» What is needed
Turn the lines of the listing below, from the line containing "segment --target brown" through the line containing "Provide the outline of every instance of the brown", into a numbered list with blank lines omitted.

## Start Recorded data

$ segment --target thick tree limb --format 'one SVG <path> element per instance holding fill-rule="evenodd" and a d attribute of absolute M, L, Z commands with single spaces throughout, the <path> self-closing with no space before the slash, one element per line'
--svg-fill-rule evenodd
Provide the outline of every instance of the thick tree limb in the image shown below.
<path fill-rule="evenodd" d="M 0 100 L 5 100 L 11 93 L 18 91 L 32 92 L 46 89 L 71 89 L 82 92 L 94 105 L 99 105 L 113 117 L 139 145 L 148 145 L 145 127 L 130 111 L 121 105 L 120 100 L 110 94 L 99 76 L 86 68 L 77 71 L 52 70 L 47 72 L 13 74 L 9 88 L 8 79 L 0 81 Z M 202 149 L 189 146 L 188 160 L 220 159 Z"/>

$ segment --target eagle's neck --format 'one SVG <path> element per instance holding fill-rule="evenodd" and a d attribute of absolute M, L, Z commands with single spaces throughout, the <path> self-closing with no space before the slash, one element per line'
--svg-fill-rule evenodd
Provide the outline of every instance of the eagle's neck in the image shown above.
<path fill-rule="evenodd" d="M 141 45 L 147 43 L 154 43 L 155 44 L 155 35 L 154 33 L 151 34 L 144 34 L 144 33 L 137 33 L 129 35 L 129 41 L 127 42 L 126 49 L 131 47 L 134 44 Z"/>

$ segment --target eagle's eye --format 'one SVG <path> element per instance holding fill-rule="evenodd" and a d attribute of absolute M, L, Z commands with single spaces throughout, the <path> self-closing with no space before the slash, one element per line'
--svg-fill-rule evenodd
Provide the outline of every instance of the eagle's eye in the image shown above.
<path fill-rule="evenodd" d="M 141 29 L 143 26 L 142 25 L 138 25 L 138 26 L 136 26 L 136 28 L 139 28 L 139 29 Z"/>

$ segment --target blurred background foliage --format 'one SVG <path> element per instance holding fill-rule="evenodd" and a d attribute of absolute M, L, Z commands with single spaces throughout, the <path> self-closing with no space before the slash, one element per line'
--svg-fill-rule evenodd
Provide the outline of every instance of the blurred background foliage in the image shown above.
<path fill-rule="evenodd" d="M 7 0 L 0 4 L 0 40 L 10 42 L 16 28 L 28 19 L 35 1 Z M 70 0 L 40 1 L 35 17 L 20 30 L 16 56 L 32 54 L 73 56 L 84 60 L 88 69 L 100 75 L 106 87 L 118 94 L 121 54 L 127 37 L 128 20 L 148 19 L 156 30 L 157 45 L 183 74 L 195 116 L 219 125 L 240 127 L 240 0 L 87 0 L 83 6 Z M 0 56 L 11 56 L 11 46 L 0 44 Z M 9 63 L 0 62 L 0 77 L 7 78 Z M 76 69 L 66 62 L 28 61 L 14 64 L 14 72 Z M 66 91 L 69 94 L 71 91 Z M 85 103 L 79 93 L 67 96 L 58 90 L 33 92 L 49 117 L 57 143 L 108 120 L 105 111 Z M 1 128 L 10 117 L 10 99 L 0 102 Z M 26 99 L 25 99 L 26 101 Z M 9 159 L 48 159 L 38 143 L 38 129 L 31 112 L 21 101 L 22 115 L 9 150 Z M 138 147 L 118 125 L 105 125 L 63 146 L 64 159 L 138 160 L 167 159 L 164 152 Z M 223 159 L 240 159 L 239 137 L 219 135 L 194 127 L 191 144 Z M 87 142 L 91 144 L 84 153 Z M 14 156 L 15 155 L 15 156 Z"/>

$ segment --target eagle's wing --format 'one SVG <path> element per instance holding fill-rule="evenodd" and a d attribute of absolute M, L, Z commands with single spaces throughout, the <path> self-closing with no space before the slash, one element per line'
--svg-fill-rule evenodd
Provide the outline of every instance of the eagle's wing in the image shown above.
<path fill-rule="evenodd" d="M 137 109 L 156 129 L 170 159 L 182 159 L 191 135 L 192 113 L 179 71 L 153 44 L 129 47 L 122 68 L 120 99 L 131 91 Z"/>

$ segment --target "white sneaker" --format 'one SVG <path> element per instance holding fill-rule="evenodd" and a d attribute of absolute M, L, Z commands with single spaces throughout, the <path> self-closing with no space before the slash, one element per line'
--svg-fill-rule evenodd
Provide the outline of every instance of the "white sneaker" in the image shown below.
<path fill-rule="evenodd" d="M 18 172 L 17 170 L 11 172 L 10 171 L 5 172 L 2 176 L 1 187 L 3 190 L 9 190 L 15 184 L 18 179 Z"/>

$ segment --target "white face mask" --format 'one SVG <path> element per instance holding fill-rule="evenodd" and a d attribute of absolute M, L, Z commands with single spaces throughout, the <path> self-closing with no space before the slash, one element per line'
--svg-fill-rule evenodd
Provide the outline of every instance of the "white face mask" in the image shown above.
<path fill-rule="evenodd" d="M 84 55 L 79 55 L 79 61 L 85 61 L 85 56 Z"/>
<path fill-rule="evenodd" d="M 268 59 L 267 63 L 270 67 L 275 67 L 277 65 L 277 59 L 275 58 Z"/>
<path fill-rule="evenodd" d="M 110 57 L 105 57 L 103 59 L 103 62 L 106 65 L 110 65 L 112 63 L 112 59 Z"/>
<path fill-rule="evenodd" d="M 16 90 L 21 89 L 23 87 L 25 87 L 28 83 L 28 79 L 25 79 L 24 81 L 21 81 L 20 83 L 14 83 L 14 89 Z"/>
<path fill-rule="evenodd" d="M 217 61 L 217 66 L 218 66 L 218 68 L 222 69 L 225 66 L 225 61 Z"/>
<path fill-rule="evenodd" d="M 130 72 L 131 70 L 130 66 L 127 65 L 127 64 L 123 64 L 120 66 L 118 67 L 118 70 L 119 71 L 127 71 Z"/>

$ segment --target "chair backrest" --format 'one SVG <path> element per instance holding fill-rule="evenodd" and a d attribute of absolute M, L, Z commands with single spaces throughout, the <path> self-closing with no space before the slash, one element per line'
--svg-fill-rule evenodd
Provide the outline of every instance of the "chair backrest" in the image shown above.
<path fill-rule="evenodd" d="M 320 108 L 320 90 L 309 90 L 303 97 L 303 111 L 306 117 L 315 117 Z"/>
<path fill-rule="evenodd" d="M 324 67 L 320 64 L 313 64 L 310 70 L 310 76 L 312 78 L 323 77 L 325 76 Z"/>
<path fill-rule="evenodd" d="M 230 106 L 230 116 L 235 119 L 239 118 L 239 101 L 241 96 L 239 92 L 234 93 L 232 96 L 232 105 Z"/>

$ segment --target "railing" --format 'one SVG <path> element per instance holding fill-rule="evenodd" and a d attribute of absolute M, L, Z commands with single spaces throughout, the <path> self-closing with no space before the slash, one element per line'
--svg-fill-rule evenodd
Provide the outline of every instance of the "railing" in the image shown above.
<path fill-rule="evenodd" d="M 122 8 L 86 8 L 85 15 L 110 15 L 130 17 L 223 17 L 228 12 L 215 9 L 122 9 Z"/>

## End Recorded data
## Start Recorded data

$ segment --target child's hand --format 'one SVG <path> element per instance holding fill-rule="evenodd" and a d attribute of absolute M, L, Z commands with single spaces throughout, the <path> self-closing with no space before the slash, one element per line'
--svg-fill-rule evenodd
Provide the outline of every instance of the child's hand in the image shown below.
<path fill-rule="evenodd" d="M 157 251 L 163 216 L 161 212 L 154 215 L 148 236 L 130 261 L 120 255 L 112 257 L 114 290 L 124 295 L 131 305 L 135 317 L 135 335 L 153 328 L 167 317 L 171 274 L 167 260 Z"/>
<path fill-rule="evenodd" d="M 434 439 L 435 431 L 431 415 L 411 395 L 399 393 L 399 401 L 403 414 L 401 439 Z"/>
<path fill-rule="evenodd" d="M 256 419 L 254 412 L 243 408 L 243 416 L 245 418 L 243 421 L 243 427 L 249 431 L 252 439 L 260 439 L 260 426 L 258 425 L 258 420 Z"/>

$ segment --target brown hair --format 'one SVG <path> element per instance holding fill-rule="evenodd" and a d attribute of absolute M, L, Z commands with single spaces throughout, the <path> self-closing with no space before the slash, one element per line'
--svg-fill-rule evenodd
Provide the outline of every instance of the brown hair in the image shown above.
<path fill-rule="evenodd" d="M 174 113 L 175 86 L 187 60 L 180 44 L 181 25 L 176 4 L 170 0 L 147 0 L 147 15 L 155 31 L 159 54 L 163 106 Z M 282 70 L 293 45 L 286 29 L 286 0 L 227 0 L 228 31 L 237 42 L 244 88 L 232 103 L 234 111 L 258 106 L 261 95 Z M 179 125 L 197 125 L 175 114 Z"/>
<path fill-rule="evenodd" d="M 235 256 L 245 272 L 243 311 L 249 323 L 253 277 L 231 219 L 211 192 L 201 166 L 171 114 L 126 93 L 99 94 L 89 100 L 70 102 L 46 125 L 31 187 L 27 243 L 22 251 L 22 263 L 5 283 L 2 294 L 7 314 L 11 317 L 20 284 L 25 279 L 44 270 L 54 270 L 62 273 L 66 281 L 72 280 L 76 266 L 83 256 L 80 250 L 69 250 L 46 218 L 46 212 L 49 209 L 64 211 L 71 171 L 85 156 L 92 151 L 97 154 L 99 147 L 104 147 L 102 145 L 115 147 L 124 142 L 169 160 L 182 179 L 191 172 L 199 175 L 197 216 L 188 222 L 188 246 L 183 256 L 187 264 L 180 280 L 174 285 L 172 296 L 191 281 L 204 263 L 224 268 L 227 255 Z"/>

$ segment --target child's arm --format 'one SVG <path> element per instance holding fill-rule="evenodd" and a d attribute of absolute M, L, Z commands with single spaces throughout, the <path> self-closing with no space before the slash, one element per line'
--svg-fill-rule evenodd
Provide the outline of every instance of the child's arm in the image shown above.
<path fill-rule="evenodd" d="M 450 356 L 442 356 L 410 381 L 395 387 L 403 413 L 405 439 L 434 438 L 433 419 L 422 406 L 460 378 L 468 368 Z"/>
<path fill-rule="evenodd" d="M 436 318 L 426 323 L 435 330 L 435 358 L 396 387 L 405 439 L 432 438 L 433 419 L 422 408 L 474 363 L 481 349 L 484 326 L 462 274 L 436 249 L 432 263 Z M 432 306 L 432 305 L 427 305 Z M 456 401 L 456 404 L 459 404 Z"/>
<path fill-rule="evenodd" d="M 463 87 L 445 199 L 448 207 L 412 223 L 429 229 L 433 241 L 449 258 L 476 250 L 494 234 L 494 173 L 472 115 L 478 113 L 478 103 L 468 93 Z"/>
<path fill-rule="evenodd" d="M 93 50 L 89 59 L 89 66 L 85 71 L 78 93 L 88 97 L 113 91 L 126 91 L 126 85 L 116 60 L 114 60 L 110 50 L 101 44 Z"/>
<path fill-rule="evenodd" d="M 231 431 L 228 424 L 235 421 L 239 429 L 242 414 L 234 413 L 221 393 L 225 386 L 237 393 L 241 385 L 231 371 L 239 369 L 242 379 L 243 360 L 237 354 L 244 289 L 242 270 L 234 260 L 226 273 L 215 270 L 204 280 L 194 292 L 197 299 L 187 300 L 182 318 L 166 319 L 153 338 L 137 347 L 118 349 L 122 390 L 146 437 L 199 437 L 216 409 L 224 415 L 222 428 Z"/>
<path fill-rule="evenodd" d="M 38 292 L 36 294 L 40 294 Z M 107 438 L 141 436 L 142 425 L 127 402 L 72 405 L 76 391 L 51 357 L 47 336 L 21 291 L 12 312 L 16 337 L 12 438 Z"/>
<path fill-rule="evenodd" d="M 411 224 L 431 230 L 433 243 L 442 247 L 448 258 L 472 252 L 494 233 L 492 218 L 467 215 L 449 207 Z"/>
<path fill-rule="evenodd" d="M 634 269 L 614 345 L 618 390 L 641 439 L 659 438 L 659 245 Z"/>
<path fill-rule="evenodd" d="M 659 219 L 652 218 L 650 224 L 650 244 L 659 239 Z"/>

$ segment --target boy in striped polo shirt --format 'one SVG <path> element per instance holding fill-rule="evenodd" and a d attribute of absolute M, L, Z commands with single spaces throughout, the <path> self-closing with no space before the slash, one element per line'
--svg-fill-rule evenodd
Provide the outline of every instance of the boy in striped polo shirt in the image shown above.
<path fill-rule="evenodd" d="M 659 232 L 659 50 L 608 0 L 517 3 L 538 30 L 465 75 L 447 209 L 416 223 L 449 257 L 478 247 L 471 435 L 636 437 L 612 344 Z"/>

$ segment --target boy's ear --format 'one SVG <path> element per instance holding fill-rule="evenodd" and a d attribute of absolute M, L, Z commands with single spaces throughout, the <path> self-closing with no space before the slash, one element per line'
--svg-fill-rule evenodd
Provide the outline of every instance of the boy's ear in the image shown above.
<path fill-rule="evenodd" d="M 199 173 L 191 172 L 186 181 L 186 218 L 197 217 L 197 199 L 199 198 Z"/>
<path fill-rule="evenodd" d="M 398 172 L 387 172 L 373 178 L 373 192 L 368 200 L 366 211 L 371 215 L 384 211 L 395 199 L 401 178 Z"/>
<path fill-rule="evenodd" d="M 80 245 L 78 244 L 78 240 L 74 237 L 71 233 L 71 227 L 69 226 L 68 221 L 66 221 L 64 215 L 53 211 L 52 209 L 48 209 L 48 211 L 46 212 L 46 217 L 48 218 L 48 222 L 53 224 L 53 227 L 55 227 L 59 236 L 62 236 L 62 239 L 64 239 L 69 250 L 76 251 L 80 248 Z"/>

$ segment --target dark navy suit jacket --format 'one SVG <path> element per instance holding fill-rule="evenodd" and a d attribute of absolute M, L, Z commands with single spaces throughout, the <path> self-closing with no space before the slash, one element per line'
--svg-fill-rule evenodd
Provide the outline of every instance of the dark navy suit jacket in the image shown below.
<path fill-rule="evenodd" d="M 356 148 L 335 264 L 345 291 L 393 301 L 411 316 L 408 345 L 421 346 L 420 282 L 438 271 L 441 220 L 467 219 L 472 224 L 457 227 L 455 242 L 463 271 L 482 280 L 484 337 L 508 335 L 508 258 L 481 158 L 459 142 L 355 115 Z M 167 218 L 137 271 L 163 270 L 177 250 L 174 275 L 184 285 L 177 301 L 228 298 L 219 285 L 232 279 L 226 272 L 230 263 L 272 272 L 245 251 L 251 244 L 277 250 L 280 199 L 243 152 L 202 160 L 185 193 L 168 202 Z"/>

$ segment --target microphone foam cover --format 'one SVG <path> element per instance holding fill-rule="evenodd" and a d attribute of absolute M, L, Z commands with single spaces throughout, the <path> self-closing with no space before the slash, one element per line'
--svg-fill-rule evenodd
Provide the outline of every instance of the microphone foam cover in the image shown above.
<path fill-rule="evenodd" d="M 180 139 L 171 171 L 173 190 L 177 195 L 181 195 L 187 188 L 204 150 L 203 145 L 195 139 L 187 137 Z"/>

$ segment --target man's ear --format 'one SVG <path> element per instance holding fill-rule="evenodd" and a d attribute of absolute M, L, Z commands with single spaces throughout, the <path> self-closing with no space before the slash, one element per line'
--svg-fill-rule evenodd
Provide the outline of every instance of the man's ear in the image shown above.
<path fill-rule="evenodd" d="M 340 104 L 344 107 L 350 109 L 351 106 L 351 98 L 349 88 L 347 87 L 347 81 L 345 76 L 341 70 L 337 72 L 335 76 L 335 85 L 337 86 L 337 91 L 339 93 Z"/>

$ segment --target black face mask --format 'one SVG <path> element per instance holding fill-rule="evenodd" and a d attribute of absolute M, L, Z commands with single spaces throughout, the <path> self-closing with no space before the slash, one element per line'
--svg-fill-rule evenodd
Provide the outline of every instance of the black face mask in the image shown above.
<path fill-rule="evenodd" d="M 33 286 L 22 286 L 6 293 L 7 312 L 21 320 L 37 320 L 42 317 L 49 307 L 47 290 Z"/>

## End Recorded data

» Full response
1. $ segment --target brown hair --format 'one SVG <path> element per instance holding fill-rule="evenodd" and a d attribute of absolute M, L, Z commands with single spaces throughout, the <path> self-closing with no space before the slash, one element per line'
2. --svg-fill-rule evenodd
3. Provide the outline of every instance of the brown hair in the image shown above.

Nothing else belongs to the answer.